WHAT YOU ARE ASKED TO DO
Recast the listing, from the line containing "Can you see the framed" through the end of the listing inclusive, as a Markdown table with the columns Row and Entry, leaving out blank lines.

LISTED ENTRIES
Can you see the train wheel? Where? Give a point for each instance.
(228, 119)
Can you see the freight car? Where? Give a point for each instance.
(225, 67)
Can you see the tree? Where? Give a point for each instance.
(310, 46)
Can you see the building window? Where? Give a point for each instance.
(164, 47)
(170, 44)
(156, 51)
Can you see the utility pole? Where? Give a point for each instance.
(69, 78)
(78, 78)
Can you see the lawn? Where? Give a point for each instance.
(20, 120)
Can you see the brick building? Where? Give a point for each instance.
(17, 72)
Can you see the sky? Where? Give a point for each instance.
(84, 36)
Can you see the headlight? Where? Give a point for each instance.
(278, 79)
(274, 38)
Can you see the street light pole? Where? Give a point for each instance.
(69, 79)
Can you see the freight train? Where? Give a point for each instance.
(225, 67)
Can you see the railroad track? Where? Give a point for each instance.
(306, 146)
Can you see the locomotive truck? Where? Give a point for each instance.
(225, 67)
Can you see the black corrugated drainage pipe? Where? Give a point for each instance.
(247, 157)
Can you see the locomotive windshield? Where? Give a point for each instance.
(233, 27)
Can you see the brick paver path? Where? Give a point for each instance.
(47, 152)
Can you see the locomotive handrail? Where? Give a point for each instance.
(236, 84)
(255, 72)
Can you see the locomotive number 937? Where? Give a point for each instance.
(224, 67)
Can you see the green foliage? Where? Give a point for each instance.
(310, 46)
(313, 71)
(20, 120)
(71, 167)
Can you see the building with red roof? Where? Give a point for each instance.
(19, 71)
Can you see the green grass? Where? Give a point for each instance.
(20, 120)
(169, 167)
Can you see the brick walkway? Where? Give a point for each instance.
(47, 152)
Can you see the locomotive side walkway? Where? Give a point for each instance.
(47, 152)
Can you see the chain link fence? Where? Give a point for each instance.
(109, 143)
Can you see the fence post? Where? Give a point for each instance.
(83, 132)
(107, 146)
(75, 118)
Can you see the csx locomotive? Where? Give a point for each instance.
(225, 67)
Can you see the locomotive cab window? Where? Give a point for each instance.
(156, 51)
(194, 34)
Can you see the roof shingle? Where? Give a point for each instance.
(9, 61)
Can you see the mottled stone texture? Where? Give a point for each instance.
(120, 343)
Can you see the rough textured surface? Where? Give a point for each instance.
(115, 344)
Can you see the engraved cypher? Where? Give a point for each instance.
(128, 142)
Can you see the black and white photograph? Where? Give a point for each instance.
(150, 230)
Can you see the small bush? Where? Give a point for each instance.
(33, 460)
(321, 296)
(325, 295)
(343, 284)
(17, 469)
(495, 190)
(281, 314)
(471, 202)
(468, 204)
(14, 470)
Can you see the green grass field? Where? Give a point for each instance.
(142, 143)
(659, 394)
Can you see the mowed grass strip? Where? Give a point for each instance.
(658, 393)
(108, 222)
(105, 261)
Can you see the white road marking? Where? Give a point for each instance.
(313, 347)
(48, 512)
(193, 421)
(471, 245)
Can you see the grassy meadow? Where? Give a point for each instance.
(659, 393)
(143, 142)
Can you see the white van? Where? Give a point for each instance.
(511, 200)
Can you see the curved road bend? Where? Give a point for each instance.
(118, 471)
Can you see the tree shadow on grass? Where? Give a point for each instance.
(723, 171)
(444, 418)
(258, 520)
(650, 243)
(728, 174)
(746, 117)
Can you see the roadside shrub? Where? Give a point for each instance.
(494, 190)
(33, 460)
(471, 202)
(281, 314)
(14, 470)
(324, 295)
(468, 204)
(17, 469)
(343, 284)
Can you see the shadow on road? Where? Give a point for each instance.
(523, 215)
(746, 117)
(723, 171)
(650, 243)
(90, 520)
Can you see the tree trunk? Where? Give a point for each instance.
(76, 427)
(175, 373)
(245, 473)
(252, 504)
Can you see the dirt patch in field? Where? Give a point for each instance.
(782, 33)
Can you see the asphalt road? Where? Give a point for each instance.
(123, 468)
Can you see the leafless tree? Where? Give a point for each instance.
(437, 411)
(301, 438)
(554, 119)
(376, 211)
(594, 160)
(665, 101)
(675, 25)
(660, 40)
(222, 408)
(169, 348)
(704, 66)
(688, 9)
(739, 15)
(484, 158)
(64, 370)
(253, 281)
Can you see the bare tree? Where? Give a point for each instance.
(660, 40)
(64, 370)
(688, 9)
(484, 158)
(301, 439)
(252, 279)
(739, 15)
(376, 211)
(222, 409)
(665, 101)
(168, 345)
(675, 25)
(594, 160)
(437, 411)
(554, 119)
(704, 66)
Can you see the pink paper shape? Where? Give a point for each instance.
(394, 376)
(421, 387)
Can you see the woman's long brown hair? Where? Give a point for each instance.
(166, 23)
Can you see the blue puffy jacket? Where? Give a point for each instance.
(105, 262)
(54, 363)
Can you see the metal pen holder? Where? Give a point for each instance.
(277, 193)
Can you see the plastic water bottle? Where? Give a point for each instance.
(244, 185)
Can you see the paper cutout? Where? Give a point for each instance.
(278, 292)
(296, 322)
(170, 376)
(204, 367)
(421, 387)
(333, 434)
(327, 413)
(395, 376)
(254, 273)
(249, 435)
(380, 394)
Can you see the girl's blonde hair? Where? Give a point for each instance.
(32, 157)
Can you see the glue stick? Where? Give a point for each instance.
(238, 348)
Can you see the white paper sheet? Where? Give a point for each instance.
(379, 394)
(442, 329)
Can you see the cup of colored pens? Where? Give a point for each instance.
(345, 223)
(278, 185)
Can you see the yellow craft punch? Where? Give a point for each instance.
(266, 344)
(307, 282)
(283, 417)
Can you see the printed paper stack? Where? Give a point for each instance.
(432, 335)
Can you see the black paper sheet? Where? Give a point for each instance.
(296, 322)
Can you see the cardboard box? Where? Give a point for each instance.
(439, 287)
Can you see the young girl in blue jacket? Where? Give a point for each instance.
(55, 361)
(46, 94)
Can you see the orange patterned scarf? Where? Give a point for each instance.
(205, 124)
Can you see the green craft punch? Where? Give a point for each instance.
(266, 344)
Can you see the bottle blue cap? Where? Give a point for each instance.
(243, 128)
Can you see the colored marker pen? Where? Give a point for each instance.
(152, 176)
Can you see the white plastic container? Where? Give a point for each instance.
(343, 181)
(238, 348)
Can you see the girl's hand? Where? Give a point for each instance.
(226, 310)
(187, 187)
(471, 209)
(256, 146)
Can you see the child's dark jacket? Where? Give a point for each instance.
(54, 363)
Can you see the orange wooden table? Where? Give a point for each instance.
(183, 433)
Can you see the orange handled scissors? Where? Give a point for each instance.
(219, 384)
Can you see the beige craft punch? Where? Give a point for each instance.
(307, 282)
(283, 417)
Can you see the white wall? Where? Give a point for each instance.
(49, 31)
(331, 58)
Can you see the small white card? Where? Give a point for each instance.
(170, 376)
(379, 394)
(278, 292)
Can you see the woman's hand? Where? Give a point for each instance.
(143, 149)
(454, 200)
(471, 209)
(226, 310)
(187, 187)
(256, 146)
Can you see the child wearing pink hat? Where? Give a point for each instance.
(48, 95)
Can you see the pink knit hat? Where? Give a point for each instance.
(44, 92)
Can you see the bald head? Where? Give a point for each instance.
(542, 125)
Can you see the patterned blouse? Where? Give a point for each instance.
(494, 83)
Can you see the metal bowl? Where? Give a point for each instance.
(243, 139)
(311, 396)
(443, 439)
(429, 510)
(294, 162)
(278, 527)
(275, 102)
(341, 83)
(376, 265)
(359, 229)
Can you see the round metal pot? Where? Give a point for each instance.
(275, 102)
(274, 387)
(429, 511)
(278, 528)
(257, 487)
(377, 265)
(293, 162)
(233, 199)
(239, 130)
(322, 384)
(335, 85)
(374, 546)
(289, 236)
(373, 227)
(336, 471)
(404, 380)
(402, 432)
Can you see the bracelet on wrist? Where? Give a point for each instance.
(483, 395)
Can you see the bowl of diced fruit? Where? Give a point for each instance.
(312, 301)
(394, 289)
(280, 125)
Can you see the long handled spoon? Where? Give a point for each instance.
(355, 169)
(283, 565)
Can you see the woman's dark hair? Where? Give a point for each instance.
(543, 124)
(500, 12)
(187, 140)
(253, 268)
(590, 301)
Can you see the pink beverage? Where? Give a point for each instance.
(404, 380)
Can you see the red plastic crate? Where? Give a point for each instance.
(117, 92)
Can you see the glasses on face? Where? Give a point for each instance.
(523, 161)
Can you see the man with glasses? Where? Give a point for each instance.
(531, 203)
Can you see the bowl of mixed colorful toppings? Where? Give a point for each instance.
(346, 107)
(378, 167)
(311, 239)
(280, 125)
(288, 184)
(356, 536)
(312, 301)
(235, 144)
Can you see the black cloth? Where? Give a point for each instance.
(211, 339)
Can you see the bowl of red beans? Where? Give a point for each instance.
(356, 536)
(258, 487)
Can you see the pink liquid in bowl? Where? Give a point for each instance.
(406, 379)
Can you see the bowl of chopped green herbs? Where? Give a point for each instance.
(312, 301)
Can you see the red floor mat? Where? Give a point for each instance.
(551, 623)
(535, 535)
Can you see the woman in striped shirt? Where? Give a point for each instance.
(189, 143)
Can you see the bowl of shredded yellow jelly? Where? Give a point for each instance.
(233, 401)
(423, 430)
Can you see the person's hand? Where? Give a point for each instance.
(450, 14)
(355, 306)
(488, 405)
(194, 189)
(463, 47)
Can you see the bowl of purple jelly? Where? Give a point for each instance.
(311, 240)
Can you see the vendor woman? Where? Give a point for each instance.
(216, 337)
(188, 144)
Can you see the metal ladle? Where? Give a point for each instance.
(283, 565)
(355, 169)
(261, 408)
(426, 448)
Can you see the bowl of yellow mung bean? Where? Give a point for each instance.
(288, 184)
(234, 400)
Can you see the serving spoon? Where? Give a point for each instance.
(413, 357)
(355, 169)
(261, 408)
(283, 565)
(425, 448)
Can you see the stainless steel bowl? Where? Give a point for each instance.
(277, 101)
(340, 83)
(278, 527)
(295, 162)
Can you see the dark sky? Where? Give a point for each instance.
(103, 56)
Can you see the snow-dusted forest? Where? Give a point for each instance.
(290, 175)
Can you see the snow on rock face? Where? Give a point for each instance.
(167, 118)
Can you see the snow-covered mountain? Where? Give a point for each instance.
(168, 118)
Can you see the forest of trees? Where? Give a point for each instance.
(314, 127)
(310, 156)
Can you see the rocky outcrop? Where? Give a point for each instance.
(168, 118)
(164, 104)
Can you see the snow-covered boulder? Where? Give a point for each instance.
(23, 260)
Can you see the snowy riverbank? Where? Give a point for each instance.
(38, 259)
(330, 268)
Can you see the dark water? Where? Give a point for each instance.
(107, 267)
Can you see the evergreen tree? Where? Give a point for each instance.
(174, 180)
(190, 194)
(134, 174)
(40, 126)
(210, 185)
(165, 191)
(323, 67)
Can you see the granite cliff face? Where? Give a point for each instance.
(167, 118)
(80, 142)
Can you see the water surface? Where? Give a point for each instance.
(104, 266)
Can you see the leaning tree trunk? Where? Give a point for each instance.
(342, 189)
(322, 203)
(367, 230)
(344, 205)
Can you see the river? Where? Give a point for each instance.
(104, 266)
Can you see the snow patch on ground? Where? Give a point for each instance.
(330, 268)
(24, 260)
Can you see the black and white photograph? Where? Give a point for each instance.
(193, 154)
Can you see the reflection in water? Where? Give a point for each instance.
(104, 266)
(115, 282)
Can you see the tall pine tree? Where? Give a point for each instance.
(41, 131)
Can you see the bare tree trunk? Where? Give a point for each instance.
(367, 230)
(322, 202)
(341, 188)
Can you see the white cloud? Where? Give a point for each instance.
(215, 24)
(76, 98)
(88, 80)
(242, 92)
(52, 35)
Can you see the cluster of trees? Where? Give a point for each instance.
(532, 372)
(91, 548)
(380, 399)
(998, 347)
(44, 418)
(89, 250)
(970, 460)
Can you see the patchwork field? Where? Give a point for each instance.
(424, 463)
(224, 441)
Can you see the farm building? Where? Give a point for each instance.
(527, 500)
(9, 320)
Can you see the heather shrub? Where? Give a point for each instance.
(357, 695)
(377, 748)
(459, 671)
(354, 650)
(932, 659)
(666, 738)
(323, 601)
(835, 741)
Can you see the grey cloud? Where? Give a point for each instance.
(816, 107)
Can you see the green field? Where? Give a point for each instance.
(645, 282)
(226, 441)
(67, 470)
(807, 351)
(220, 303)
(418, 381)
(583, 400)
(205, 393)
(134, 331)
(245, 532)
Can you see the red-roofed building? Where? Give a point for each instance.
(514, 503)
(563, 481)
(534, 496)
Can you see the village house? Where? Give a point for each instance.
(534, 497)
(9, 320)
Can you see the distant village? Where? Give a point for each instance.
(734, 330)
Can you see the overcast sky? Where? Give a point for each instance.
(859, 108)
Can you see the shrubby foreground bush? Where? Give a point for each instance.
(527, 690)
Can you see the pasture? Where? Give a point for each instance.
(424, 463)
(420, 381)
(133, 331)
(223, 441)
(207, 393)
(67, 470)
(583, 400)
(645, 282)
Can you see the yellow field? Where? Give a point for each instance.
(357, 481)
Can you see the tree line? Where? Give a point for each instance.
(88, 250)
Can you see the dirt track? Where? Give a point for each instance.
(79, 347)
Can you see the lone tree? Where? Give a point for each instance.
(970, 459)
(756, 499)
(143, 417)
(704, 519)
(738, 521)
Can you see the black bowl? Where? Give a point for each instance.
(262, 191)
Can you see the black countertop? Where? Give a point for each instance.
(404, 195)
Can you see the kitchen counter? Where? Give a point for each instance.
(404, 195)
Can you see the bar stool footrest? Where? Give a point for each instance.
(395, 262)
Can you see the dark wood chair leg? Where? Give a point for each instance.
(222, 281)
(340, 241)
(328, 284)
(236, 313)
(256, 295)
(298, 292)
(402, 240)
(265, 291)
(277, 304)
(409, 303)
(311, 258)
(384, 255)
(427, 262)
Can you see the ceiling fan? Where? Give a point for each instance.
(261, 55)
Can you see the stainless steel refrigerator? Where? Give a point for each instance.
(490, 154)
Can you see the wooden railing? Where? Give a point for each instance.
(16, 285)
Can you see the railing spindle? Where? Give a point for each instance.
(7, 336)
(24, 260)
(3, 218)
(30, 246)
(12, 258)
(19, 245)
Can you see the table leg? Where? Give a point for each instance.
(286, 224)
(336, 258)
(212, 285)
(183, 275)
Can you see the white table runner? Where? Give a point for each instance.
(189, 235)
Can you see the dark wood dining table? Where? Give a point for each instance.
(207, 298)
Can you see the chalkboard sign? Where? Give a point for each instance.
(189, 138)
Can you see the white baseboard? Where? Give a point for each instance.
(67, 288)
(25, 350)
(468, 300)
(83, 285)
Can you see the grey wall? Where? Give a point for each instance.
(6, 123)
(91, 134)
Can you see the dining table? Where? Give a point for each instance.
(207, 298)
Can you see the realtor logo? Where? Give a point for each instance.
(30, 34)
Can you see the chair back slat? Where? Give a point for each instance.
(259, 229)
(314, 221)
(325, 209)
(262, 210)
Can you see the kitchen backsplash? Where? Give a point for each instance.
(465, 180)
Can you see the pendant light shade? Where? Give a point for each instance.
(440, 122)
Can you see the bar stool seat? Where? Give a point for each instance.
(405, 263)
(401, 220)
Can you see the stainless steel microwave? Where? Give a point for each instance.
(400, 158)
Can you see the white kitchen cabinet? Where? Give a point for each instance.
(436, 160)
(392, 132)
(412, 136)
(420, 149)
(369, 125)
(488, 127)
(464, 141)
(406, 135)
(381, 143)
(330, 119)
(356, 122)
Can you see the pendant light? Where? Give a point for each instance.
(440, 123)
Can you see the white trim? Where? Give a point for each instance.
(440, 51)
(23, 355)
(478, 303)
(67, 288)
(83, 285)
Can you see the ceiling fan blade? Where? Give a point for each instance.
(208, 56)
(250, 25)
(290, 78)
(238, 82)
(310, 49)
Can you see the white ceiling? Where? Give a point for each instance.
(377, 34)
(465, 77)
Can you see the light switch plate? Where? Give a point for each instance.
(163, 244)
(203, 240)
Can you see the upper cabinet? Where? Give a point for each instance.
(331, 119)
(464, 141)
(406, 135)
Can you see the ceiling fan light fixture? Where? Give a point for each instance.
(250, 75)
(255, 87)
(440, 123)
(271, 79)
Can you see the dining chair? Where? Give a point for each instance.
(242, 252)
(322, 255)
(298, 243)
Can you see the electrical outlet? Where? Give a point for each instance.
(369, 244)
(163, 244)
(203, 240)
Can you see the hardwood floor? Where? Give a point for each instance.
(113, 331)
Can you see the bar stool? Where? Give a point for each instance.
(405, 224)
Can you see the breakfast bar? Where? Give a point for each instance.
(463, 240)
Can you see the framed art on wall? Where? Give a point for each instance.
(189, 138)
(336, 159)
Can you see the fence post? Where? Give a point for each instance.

TASK RESULT
| Row | Entry |
|---|---|
| 1 | Can you see the framed art on wall? Where? Give a point for each instance. |
| 2 | (189, 138) |
| 3 | (336, 159) |
| 4 | Can you see the fence post? Where? Give a point for each instance. |